* _Excerpt_
In the light of the above, we have built a novel learning-based trading agent, namely GGSMZ, that is based on an adaptive neuro-fuzzy inference system (ANFIS) approach. We have tested such an agent and compared its performance against the most promising ones found in the previous step of the project. The results indicate that GGSMZ was able to learn from the best choices of the CI agents and to use them to put himself in a profitable position. Investors could use our neuro-fuzzy model as a decision support tool. In the literature, few agents perform actions based on RL trading agents, placing us among the first to develop models of this type (particularly with neuro-fuzzy rules).

Paper’s organization This article is structured as follows: Sect. 2 presents the literature review, highlighting initiative and studies that show contact points with the presented paper; Sect. 3 elucidates the set of methods used and the dataset adopted; Sect. 4 provides details and a step-by-step description of the experiments carried out, ending with the discussion on the obtained results; Sect. 5 presents GGSMZ and the neuro-fuzzy system at its core. It also illustrates the methodology adopted to build the neuro-fuzzy system and the experiments made; Sect. 6 concludes the paper with final remarks and an overview of the work done, and it traces the path for future works. Finally, Appendix 1 repeats the experiments previously carried out with the same agents on a different market, that of currencies (FOREX).

2 Literature review

This section focuses on providing the key literature referring to ZI/MI trading agents (Sect. 2.1), CI agents (Sect. 2.2), and dwells on the works that compared different agents (Sect. 2.3).

* _Given information_
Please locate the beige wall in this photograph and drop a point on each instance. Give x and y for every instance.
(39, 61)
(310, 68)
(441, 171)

* _Exercise objective_
Reproduce everything from "Paper’s organization This" down to "of currencies (FOREX)." in the trading-agent excerpt, replacing "Appendix 1" with "Appendix A". The lines have no connection to the trading-agent excerpt.

* _Exercise result_
Paper’s organization This article is structured as follows: Sect. 2 presents the literature review, highlighting initiative and studies that show contact points with the presented paper; Sect. 3 elucidates the set of methods used and the dataset adopted; Sect. 4 provides details and a step-by-step description of the experiments carried out, ending with the discussion on the obtained results; Sect. 5 presents GGSMZ and the neuro-fuzzy system at its core. It also illustrates the methodology adopted to build the neuro-fuzzy system and the experiments made; Sect. 6 concludes the paper with final remarks and an overview of the work done, and it traces the path for future works. Finally, Appendix A repeats the experiments previously carried out with the same agents on a different market, that of currencies (FOREX).